◆ Work to complete ◆
Extract every line starting at the line that contains "the man's hand" and ending with the final line of the data, inclusive; give only those lines, word for word.
- - - - - - -
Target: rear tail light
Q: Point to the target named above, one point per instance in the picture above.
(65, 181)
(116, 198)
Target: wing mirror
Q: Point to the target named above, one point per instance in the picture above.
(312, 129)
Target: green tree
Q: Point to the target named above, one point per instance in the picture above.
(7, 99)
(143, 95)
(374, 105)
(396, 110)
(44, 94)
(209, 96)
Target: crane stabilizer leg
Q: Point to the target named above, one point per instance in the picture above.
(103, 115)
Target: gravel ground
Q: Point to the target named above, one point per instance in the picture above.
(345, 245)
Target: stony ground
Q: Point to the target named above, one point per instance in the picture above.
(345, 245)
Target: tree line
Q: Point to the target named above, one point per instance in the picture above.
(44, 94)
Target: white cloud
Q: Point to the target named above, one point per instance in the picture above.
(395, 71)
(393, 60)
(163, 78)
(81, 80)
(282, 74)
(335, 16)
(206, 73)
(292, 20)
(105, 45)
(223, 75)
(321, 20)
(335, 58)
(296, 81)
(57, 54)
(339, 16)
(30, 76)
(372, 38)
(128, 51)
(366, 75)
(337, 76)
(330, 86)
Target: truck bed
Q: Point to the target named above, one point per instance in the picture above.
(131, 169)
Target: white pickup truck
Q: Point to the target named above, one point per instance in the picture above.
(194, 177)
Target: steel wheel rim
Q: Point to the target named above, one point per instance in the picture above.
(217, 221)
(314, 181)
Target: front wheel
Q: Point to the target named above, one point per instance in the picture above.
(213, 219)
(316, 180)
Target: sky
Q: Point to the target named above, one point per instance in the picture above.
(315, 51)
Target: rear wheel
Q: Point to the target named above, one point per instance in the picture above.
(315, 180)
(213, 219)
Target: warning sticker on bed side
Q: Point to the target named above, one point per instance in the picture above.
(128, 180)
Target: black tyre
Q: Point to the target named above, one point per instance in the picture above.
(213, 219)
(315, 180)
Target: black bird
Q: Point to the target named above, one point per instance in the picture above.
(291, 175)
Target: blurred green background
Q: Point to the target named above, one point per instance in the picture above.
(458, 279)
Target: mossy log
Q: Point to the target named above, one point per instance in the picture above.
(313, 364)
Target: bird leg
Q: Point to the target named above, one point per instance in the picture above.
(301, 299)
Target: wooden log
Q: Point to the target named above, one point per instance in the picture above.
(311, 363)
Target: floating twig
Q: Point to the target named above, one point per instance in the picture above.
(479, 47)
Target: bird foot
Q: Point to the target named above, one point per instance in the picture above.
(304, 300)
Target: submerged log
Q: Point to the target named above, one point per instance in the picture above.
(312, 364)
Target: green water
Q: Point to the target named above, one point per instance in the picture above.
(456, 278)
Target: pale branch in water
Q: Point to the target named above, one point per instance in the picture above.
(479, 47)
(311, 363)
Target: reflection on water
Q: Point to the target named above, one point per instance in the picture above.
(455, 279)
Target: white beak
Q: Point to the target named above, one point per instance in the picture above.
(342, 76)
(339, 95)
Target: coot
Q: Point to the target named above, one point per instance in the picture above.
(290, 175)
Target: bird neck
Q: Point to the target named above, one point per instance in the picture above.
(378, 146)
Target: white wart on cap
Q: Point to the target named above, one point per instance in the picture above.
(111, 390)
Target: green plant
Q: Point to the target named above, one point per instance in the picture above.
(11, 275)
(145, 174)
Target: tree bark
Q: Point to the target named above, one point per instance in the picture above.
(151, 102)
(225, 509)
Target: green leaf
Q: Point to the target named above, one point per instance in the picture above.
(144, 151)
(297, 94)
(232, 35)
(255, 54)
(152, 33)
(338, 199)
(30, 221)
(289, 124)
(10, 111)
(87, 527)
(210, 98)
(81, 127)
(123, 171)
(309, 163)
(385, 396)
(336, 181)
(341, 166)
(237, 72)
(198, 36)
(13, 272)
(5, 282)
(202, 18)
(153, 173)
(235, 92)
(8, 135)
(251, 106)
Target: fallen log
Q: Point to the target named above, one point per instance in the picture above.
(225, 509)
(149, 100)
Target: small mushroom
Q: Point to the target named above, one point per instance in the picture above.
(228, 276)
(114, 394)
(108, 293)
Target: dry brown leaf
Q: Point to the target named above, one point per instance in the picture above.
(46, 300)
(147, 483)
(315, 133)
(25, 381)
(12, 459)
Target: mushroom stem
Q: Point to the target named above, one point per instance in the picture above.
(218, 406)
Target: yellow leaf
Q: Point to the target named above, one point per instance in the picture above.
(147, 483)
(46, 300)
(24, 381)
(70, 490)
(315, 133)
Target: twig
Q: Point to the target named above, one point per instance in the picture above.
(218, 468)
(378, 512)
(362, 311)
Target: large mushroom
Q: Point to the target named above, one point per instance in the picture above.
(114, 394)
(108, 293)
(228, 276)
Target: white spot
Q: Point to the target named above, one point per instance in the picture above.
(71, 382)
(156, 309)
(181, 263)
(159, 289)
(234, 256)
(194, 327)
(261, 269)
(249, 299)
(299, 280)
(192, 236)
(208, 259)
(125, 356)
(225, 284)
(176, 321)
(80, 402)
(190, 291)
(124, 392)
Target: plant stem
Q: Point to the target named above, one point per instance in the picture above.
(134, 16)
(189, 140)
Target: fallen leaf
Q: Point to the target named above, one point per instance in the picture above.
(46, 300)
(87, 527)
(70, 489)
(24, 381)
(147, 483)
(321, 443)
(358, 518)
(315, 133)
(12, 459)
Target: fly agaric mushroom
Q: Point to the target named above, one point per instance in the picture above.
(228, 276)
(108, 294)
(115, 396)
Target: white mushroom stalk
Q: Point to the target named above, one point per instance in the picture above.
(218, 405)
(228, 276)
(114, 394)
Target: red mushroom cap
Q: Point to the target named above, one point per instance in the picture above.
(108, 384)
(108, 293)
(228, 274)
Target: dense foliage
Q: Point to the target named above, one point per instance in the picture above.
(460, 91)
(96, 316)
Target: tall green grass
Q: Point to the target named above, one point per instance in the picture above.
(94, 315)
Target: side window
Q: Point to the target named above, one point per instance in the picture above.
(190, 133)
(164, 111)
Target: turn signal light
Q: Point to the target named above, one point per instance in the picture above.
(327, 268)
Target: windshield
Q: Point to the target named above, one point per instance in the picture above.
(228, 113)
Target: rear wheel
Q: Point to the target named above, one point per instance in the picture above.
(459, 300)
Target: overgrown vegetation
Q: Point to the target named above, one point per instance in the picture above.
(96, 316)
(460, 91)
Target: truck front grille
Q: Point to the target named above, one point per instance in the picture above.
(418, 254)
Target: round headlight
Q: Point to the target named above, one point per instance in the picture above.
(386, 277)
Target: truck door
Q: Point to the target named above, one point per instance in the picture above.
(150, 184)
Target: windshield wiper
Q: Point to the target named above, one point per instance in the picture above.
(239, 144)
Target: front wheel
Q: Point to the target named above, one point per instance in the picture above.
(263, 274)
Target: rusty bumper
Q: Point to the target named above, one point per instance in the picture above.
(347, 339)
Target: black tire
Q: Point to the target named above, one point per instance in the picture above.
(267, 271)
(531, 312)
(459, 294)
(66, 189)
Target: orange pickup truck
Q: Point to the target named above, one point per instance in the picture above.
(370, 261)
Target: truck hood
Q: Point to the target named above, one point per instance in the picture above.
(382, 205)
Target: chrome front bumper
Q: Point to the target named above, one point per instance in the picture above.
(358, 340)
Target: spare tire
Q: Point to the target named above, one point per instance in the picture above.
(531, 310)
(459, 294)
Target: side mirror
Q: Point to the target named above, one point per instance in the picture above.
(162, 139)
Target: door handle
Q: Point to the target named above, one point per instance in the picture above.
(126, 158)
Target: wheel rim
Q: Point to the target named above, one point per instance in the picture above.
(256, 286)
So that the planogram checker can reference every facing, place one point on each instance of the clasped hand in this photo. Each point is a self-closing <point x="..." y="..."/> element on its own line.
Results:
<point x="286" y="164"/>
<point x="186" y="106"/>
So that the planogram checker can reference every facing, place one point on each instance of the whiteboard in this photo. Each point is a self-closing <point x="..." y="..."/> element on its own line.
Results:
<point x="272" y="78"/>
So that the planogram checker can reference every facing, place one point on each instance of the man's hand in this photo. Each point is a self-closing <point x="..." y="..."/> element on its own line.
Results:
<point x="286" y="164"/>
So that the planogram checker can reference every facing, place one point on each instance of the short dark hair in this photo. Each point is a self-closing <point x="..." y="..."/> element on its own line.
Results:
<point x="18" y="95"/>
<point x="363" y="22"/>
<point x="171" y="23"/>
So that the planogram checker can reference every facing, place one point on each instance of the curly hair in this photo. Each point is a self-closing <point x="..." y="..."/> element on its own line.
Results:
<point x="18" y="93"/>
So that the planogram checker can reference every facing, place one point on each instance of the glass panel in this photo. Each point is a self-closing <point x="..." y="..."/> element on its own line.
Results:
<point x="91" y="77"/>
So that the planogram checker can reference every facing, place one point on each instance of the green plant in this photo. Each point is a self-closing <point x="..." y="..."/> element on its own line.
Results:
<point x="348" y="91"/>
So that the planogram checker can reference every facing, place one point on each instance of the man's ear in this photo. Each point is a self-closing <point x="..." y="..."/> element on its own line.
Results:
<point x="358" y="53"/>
- - - - - - -
◆ Solution for this exercise ◆
So that the planogram checker can reference every facing, place one point on each instance of the man's hand in this photo. Each point is a self-closing <point x="..." y="..."/> element on its own line.
Results:
<point x="286" y="164"/>
So that the planogram checker can reference every facing, place one point on each instance of the short dark hair in this photo. Each point is a self-closing <point x="..." y="..."/> element on its own line.
Results:
<point x="18" y="95"/>
<point x="363" y="22"/>
<point x="171" y="23"/>
So that the planogram checker can reference every facing, place one point on each instance of the curly hair in this photo. Each point is a self-closing <point x="..." y="..."/> element on its own line.
Results:
<point x="18" y="93"/>
So that the planogram checker can reference every facing, place one point on each instance of the glass panel in this photo. Each point is a self-closing <point x="..." y="..."/> element on its own line.
Results:
<point x="91" y="77"/>
So that the planogram checker can reference every facing, place one point on each instance of the green plant in this photo. Each point is a self-closing <point x="..." y="..."/> element on its own line.
Results:
<point x="348" y="91"/>
So that the planogram checker can reference every facing, place one point on each instance of the man's ear in this photo. Each point is a self-closing <point x="..." y="..."/> element on its own line.
Results:
<point x="358" y="53"/>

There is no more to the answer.